# Passage choisi
Initialement simple service de transfert d’argent par le réseau téléphonique, M-Pesa est devenu au fil du temps une plateforme financière numérique qui propose différentes prestations: on peut aujourd’hui accéder à des crédits, régler des factures ou effectuer des virements internationaux, entre autres. M-Pesa fonctionne désormais aussi via une application et s’intègre parfaitement aux systèmes des banques et d’autres opérateurs de téléphonie mobile. Presque tous les ménages l’utilisent pour à peu près tout, des factures d’électricité aux achats au supermarché, des réservations de vols au versement de primes d’assurances... 


Des milliers d’agent-e-s 

Aussi bien dans la capitale que dans les agglomérations, le vert Safaricom est devenu incontournable au point de faire partie du décor. Des rangées entières de bâtiments arborent le logo du géant de la téléphonie mobile, dont le succès commercial tient largement à l’omniprésence dans la vie quotidienne. Cela a nécessité des milliers d’agent-e-s M-Pesa, qui font à peu près le travail des automates où l’on peut déposer ou retirer des espèces. Sauf que M-Pesa n’est pas une banque et que les agent-e-s fournissent ce service pour leur propre compte, moyennant une commission. 
L’une d’elles est Lydia Awuor. Elle aussi travaille à Kibera. Chaque jour sauf le dimanche, du matin tôt jusqu’à tard le soir, elle est assise dans sa petite boutique. «L’activité est très volatile, une bonne journée peut amener quarante personnes.» Avec ses revenus, cette femme dans la mi-vingtaine contribue à la scolarisation de ses cinq jeunes frères et sœurs, trois cents kilomètres plus à l’ouest, près du lac Victoria. Pour une transaction d’une quarantaine de francs, les frais s’élèvent à une trentaine de centimes. L’agent-e en reçoit à peu près la moitié, Safaricom garde le reste à titre de commission et de taxe pour l’État. Dans les villes du Kenya, on compte une agence M-Pesa tous les dix à vingt mètres en moyenne; elles seraient environ deux cent mille à travers tout le pays. «Il y a maintenant beaucoup trop», déplore Lydia. «Et depuis que Safaricom a réduit les commissions il y en a deux ans, c’est à peine si le travail est rentable.»

# Tâches à réaliser
1. Extrayez du passage sur M-Pesa la portion qui commence par « Initialement simple service » et se poursuit jusqu'à « de primes d’assurances... » inclus, mot pour mot.
2. Relevez dans les enregistrements chaque ligne qui contient le mot « metal », en respectant la casse.
Le passage sur M-Pesa et les enregistrements ne proviennent pas de la même source.

# Lignes du jeu de données
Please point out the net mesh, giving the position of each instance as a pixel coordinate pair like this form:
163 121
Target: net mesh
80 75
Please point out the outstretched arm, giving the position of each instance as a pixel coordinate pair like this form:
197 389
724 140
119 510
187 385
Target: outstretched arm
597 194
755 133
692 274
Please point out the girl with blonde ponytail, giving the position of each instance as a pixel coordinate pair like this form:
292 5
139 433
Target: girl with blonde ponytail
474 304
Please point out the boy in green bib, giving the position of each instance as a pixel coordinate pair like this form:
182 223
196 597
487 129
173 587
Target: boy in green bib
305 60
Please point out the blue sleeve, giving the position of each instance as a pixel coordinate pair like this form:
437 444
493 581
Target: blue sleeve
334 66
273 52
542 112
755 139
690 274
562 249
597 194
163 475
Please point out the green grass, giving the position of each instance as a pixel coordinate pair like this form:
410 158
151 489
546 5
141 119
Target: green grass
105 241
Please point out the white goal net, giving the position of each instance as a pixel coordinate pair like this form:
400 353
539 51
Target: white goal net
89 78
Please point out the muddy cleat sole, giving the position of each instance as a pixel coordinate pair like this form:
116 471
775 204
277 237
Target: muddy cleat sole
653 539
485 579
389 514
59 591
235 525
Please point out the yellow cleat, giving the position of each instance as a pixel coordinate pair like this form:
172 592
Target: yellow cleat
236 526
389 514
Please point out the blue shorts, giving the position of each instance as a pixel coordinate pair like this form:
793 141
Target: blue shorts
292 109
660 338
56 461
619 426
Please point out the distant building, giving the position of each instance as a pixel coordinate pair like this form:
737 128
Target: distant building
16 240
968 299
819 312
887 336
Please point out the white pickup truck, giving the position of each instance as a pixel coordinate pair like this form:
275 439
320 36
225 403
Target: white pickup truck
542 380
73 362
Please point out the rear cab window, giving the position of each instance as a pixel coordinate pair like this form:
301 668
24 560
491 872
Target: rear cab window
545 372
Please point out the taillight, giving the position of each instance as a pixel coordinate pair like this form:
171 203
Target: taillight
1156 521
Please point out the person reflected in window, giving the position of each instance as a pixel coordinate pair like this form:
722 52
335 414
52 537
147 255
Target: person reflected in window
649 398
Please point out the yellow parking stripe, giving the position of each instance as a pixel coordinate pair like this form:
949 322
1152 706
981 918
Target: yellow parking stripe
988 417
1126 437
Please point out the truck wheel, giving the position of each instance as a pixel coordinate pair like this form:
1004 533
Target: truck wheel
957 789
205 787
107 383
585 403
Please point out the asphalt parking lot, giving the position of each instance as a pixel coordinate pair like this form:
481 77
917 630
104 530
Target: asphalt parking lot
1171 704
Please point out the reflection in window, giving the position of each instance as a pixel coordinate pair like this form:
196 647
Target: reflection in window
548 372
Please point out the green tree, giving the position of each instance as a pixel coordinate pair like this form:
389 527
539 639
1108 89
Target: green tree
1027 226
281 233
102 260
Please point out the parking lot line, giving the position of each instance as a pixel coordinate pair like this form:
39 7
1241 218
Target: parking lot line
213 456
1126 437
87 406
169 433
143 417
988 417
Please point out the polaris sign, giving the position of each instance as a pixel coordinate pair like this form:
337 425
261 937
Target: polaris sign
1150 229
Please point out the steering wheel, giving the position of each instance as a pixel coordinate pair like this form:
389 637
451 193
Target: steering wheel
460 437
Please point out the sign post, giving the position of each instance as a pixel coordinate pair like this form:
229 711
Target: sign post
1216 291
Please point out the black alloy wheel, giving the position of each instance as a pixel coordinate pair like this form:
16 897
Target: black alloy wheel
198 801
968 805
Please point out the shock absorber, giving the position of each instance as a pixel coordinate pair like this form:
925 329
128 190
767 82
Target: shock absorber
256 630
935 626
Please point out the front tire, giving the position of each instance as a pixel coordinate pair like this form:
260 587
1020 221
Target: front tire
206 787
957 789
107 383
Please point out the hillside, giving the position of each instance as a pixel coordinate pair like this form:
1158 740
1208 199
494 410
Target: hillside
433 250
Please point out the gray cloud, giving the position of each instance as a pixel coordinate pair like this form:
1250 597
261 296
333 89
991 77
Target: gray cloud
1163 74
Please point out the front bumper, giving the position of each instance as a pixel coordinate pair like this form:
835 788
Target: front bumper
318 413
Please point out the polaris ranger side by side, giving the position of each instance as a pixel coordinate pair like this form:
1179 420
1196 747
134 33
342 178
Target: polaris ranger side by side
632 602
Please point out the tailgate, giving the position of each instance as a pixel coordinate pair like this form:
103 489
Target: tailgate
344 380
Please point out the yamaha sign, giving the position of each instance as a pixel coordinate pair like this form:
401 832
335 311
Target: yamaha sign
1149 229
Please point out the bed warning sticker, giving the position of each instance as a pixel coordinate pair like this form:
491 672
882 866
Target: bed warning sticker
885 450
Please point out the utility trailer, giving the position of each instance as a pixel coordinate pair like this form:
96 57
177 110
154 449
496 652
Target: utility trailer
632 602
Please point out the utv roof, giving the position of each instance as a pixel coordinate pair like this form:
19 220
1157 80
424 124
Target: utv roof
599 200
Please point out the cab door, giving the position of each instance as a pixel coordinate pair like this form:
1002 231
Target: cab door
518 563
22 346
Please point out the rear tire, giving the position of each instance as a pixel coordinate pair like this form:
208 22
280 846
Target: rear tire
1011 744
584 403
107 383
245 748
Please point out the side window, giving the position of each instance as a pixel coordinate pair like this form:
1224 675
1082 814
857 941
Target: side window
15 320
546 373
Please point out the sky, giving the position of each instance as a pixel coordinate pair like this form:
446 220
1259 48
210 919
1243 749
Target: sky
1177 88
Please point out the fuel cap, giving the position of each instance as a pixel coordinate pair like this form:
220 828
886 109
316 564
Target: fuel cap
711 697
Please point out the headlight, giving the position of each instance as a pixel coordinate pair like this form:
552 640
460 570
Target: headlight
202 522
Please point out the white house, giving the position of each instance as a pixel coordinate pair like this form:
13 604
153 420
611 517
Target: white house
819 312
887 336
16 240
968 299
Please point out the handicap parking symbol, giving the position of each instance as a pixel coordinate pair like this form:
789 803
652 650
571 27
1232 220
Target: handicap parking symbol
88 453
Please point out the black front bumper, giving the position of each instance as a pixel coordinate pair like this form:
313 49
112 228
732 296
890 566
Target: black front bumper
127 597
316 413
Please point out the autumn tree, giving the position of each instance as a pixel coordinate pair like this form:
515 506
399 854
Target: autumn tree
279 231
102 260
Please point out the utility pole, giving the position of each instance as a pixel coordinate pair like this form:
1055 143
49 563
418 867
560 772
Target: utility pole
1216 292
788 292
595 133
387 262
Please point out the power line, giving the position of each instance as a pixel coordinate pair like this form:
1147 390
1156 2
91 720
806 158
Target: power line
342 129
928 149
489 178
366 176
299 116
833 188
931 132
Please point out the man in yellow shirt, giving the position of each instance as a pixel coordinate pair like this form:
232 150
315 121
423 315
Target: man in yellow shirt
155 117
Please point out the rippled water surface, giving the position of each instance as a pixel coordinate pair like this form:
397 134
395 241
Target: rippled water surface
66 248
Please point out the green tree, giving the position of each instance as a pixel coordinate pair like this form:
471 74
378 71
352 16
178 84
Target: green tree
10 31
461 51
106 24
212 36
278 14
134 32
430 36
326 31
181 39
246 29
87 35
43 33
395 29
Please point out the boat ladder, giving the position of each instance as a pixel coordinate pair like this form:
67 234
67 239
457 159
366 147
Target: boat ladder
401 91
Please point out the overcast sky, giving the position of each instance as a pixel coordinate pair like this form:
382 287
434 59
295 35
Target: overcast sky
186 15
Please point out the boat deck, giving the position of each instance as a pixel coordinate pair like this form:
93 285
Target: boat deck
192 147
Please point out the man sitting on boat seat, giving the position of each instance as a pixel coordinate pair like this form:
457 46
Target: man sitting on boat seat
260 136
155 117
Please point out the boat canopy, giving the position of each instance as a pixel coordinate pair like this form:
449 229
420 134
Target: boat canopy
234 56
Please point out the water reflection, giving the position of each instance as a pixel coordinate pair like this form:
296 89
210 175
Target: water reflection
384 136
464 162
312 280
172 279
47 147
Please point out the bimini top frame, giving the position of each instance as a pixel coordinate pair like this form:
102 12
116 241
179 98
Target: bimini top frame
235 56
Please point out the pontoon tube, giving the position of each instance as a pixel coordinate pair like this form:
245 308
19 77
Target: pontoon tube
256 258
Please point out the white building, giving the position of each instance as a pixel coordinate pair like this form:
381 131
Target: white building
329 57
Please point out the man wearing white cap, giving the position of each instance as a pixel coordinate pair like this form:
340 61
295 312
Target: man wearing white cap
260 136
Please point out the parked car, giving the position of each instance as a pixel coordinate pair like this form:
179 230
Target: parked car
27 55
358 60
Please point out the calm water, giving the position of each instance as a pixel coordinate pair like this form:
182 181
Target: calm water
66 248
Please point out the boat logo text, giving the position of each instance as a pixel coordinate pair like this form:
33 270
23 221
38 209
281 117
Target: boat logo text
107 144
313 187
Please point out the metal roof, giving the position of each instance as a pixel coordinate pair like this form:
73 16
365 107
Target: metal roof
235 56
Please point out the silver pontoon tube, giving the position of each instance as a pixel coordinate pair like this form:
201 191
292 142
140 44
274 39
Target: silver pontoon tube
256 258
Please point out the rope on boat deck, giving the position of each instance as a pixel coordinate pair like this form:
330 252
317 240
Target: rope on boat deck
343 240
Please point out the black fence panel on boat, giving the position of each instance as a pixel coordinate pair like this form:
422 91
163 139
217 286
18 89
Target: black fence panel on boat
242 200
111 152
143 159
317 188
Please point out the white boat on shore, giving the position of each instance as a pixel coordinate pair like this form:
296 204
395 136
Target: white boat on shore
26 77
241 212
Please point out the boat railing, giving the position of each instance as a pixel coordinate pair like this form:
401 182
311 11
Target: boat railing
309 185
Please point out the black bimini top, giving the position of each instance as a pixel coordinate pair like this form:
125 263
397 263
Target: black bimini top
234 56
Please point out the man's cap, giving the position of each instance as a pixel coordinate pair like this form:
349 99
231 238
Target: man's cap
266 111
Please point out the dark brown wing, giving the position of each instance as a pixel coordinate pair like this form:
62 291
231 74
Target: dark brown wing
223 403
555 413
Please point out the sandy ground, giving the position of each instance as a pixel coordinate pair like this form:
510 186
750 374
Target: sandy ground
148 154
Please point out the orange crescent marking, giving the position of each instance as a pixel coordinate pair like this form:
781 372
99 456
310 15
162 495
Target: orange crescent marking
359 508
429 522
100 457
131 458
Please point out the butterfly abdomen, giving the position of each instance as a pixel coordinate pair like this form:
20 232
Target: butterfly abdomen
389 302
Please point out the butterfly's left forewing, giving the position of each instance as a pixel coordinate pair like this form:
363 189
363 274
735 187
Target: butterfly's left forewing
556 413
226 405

# Réponses
1.
Initialement simple service de transfert d’argent par le réseau téléphonique, M-Pesa est devenu au fil du temps une plateforme financière numérique qui propose différentes prestations: on peut aujourd’hui accéder à des crédits, régler des factures ou effectuer des virements internationaux, entre autres. M-Pesa fonctionne désormais aussi via une application et s’intègre parfaitement aux systèmes des banques et d’autres opérateurs de téléphonie mobile. Presque tous les ménages l’utilisent pour à peu près tout, des factures d’électricité aux achats au supermarché, des réservations de vols au versement de primes d’assurances...

2.
Please point out the metal roof, giving the position of each instance as a pixel coordinate pair like this form:
Target: metal roof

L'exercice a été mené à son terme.